* _TEXT SECTION_
<<<<

New discovery prototype

Sat Jun 12 03:20:27 CDT 2010

Benoit

When you pulled from me yesterday, old discovery took 20 queries:

  $ hg debugdiscovery -R up-crew dev-crew --verbose --pull --old --debug
  ...
  20 total queries

With the new prototype, we need only 2:

  $ hg debugdiscovery -R up-crew dev-crew --verbose --pull --debug
  taking quick initial sample
  query 1
  still undecided: 11339, sample size was: 30
  sampling from both directions
  query 2
  still undecided: 3, sample size was: 3
  needed 2 roundtrips

And it seems to me old discovery actually returns more nodes than
necessary in "common".

I have added code that uses internal access to remote if remote is
actually a localrepo. The --pull flag above disables this.

The "quick initial sample" is an attempt at tuning the case where
either party is a subset of the other, or there are just a few changes
near the heads. The quick sample just lets your sampler walk down from
the heads until the sample is full, or it reaches the bottom. It does
not necessarily span the entire graph, and it does not fill the sample
up by a random sample. This is either much less CPU intensive on the
client, or, for smaller repos where it hits the bottom, it leads to a
smaller initial sample. So here we have only 30 nodes instead of the
configured initial sample size of 100. This leads me to wonder if we
might not want your "factor" to increase a little more slowly than by
doubling.

>>>>

* _WHAT TO WORK ON_
Pick up the post on the Mercurial discovery prototype and keep writing it past its final sentence. The records have nothing to do with the text on the new discovery prototype.

* _INFORMATION GIVEN_

<<<<

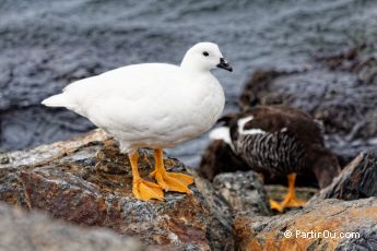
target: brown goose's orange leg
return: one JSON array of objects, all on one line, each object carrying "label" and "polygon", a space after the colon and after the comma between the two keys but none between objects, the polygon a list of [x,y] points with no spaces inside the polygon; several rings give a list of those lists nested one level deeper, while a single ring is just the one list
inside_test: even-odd
[{"label": "brown goose's orange leg", "polygon": [[132,192],[133,195],[142,201],[148,201],[151,199],[157,199],[157,200],[164,200],[164,192],[161,189],[161,187],[156,183],[143,180],[138,170],[138,158],[139,153],[130,153],[128,154],[128,157],[130,158],[131,167],[132,167]]},{"label": "brown goose's orange leg", "polygon": [[155,169],[150,176],[157,180],[162,189],[165,191],[192,193],[188,188],[193,182],[192,177],[165,170],[162,148],[154,150],[154,162]]},{"label": "brown goose's orange leg", "polygon": [[295,193],[295,181],[296,181],[296,174],[288,175],[288,192],[285,195],[282,202],[276,202],[270,200],[270,207],[271,210],[276,210],[279,212],[284,212],[285,207],[298,207],[304,206],[306,201],[299,200]]}]

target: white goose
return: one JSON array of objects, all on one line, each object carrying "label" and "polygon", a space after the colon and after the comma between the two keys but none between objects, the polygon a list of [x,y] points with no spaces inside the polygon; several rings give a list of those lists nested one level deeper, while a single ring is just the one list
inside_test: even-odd
[{"label": "white goose", "polygon": [[[211,74],[232,71],[217,45],[199,43],[185,55],[180,67],[167,63],[132,64],[76,81],[61,94],[42,101],[66,107],[90,119],[119,141],[132,167],[136,198],[163,200],[163,189],[191,193],[190,176],[167,172],[163,150],[211,129],[224,108],[224,92]],[[156,183],[142,179],[138,148],[154,150]]]}]

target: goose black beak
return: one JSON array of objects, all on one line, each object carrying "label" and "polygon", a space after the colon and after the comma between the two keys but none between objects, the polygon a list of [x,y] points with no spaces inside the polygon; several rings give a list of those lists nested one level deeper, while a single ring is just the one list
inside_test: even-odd
[{"label": "goose black beak", "polygon": [[226,71],[233,71],[233,68],[229,65],[229,63],[224,59],[220,59],[220,63],[217,64],[217,68],[224,69]]}]

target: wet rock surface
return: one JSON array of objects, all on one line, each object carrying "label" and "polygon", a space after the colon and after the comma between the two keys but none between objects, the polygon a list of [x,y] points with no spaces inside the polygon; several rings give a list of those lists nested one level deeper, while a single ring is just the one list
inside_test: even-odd
[{"label": "wet rock surface", "polygon": [[345,201],[377,196],[377,155],[362,153],[351,162],[333,182],[315,199],[341,199]]},{"label": "wet rock surface", "polygon": [[87,229],[0,203],[0,250],[142,251],[137,239],[104,228]]},{"label": "wet rock surface", "polygon": [[[193,195],[168,192],[164,202],[136,200],[127,156],[101,130],[5,155],[0,200],[9,204],[47,211],[81,226],[108,227],[164,249],[232,249],[231,222],[221,223],[195,186]],[[153,155],[142,151],[139,165],[148,176]],[[165,158],[165,165],[185,171],[177,159]]]}]

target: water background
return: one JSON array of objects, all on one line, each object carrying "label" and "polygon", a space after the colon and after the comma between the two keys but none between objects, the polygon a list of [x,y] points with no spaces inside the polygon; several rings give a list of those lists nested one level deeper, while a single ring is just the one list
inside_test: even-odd
[{"label": "water background", "polygon": [[[375,0],[0,0],[0,150],[93,128],[39,101],[78,79],[131,63],[179,63],[198,41],[220,45],[233,73],[214,71],[237,110],[256,69],[296,69],[317,53],[377,38]],[[196,166],[207,135],[168,153]]]}]

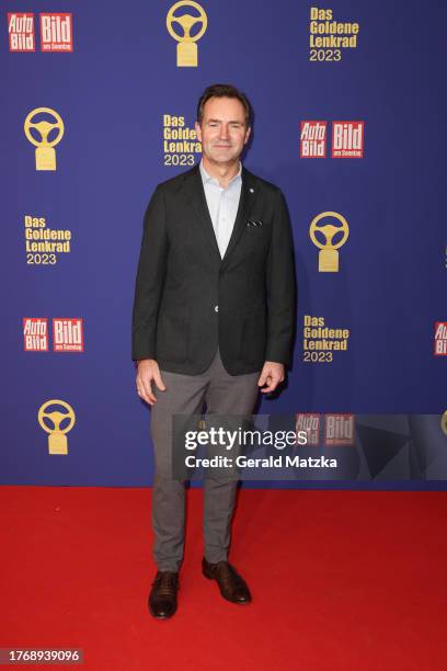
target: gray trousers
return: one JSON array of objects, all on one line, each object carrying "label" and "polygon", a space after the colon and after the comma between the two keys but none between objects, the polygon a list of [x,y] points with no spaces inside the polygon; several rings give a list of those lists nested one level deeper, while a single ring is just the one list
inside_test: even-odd
[{"label": "gray trousers", "polygon": [[[151,437],[154,448],[152,486],[153,557],[160,571],[177,571],[183,560],[185,487],[172,477],[172,416],[251,414],[256,402],[259,373],[230,375],[219,350],[205,373],[181,375],[161,371],[167,387],[153,384],[157,403],[151,408]],[[206,419],[206,417],[205,417]],[[211,564],[226,560],[230,547],[231,519],[237,480],[206,477],[204,480],[205,557]]]}]

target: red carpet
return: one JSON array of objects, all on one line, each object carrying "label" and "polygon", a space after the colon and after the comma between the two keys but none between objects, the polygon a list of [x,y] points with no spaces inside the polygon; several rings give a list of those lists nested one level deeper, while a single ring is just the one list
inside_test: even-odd
[{"label": "red carpet", "polygon": [[200,575],[191,490],[165,622],[147,611],[150,494],[0,488],[0,647],[79,647],[100,671],[446,668],[445,493],[242,490],[230,560],[253,603],[237,606]]}]

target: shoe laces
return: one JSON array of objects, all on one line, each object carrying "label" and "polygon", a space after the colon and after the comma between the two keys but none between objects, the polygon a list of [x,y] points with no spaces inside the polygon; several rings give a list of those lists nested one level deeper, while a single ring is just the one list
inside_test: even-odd
[{"label": "shoe laces", "polygon": [[173,594],[177,588],[177,575],[174,571],[159,571],[153,585],[159,594]]}]

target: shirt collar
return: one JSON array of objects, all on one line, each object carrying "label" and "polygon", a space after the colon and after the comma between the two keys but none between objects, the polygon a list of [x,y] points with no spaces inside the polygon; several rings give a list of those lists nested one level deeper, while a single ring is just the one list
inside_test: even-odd
[{"label": "shirt collar", "polygon": [[[224,189],[224,186],[221,186],[218,182],[218,180],[216,180],[216,178],[213,178],[204,168],[204,160],[200,159],[200,162],[198,164],[198,168],[200,170],[200,175],[202,175],[202,181],[204,184],[215,184],[216,186],[220,186],[220,189]],[[234,174],[233,178],[231,178],[231,180],[228,182],[228,186],[227,189],[233,183],[237,182],[239,180],[242,179],[242,163],[241,161],[239,161],[239,171],[237,174]]]}]

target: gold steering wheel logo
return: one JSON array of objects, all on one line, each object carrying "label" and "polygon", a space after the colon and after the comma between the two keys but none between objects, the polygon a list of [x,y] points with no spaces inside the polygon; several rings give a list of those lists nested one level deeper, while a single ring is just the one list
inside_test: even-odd
[{"label": "gold steering wheel logo", "polygon": [[[198,12],[198,16],[193,16],[192,14],[187,13],[175,15],[175,11],[182,7],[191,7],[195,9],[196,12]],[[183,35],[179,35],[174,31],[172,25],[173,23],[180,24]],[[192,37],[191,29],[196,23],[202,23],[202,27],[199,29],[198,33]],[[167,27],[171,37],[179,42],[176,49],[176,64],[179,68],[197,67],[197,45],[195,43],[205,34],[207,25],[208,18],[206,12],[197,2],[193,2],[192,0],[182,0],[181,2],[175,2],[175,4],[171,7],[167,15]]]},{"label": "gold steering wheel logo", "polygon": [[447,435],[447,410],[444,412],[443,417],[440,418],[440,429],[444,435]]},{"label": "gold steering wheel logo", "polygon": [[[56,406],[59,408],[64,408],[66,412],[60,412],[60,410],[53,410],[53,412],[46,412],[46,409]],[[64,420],[69,420],[68,424],[60,429],[60,424]],[[41,406],[37,413],[37,420],[41,424],[42,429],[49,433],[48,435],[48,453],[49,454],[68,454],[68,444],[67,436],[68,433],[74,424],[74,410],[69,403],[66,401],[51,399],[46,401]],[[46,420],[48,420],[53,427],[48,427],[46,424]]]},{"label": "gold steering wheel logo", "polygon": [[[332,217],[341,223],[341,226],[325,224],[319,226],[319,221],[326,217]],[[337,242],[333,242],[336,234],[342,232],[342,237]],[[317,235],[324,238],[324,242],[318,239]],[[349,227],[346,219],[337,212],[322,212],[312,219],[309,228],[309,236],[313,244],[319,248],[318,270],[320,273],[337,273],[339,272],[339,249],[346,242],[349,235]]]},{"label": "gold steering wheel logo", "polygon": [[[45,120],[33,122],[34,117],[42,114],[55,121],[53,123]],[[57,129],[56,137],[48,140],[49,134],[55,128]],[[31,133],[32,129],[38,133],[41,139],[36,139]],[[50,107],[36,107],[32,110],[25,118],[24,130],[30,143],[37,147],[36,170],[56,170],[56,151],[54,147],[59,144],[64,137],[64,122],[60,115]]]}]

>>>>

* _REPLY TO THE EXERCISE_
Also, I dropped my attempt at optimizing the end-game in the server,
as that, too, can be a bit too CPU intensive (at least in the current
implementation; see the FIXME in checksample()).

I currently do not pass the server's heads at the start of the
conversation to and fro again, and I also do not prune the DAG looked
at by the server when you "pull -r". Not passing the heads should not
lead to wrong results. If someone pushes while discovery is going on,
we might actually get a slightly better result, as some nodes might
now be yes instead of no, so we actually won't send them too. Not
reducing the server's DAG for "pull -r" means we don't have to walk
the DAG on the server and can simply use its nodemap. On the other
hand, it might lead us to explore more areas of the DAG than
necessary. I have not fully thought this through yet.

As I said, I still have a worrying case where the new discovery seems
to return a wrong result on my old linux kernel changelog clone. Shall
investigate.

Finally Jan, Martin's boss, came up with an idea to maybe prune the
set of sample nodes we take per cut throught the graph by looking at
how much each of these nodes has the potential to reduce the undecided
set for both a yes and a no answer. This is probably not realistic as
it would be very CPU intensive, but it might be food for thought
leading to other new ideas.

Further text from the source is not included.